> **Given passage**

PARIS (Reuters) – With no cathedral to go to, hundreds of Parisians gathered for Easter Sunday mass at the smaller Saint-Eustache catholic church on the city’s right bank, and prayed for the swift restoration of Notre-Dame after its devastating fire.
People attend Easter Sunday Mass at Saint-Eustache, days after a massive fire devastated large parts of the structure of the gothic Notre-Dame Cathedral, in Paris, France, April 21, 2019. REUTERS/Gonzalo Fuentes
The archbishop of Paris, Michel Aupetit, began the service by drawing a parallel between the planned reconstruction of Notre-Dame de Paris cathedral and the resurrection of Jesus from the dead, celebrated every year by Christians at Easter.
“We will rise up again and our cathedral will rise up again,” he told the congregation, which included the mayor of Paris, Anne Hidalgo, and the head of the Paris fire service, General Jean-Claude Gallet.
The mass had originally been scheduled to be held at Notre-Dame, whose spire was destroyed and its roof gutted in Monday’s blaze as rescuers put their lives at risk to salvage the rest of the centuries-old cathedral and its priceless artifacts.
Half way through the mass, Gallet received a minute’s applause from the congregation in tribute to the 400 firefighters who extinguished the blaze, and was then handed a bible that survived the fire.
“We wish to reunite with the faithful, to pray together, hoping that Notre-Dame of Paris is revived as quickly as possible,” said Annie le Bourvellec, a charity worker, as hundreds of worshippers queued outside Saint-Eustache, one of Paris’s biggest churches, ahead of the mass.
Kimon Yiasemiees, a construction litigation expert from Washington D.C., expressed a similar sentiment.
“It is a tragedy, but in any tragedy, you have to look for a hope of renewal,” he said. “And it just shows me that, not only the French people, but people around the world are really in tune to Notre-Dame and to Paris…”
President Emmanuel Macron pledged this week that France would rebuild the cathedral in five years and that the French people would pull together to repair their national symbol.
The destruction of one of the France’s best-loved and visited monuments prompted an outpouring of sorrow and a rush by rich families and corporations to pledge around 1 billion euros ($1.1 billion) for its reconstruction.

> **Listed entries**

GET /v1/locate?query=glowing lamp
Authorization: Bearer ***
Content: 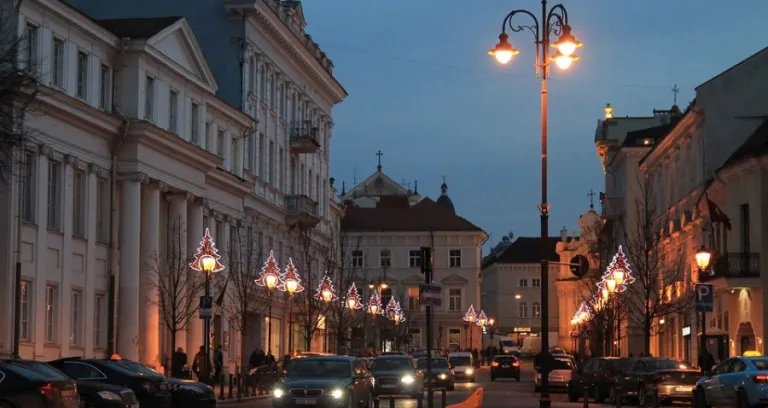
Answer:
[488,33,520,65]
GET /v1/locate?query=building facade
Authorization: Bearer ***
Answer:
[340,166,487,350]
[0,0,346,368]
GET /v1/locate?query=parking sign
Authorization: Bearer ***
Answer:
[695,283,715,313]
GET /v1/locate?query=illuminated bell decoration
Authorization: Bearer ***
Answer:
[256,251,280,291]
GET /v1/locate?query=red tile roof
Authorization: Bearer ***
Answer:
[341,197,485,233]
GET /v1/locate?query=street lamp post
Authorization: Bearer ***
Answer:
[489,0,581,407]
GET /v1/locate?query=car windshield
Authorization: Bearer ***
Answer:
[416,358,448,368]
[113,360,165,379]
[371,357,413,371]
[448,356,472,367]
[285,358,352,378]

> **Work required**
Copy the part of the news report that begins at the words "Half way through" and stops after "of the mass.", and switch "firefighters" to "fire crews". The rows are separate material and stand apart from the news report.

> **Written response**
Half way through the mass, Gallet received a minute’s applause from the congregation in tribute to the 400 fire crews who extinguished the blaze, and was then handed a bible that survived the fire.
“We wish to reunite with the faithful, to pray together, hoping that Notre-Dame of Paris is revived as quickly as possible,” said Annie le Bourvellec, a charity worker, as hundreds of worshippers queued outside Saint-Eustache, one of Paris’s biggest churches, ahead of the mass.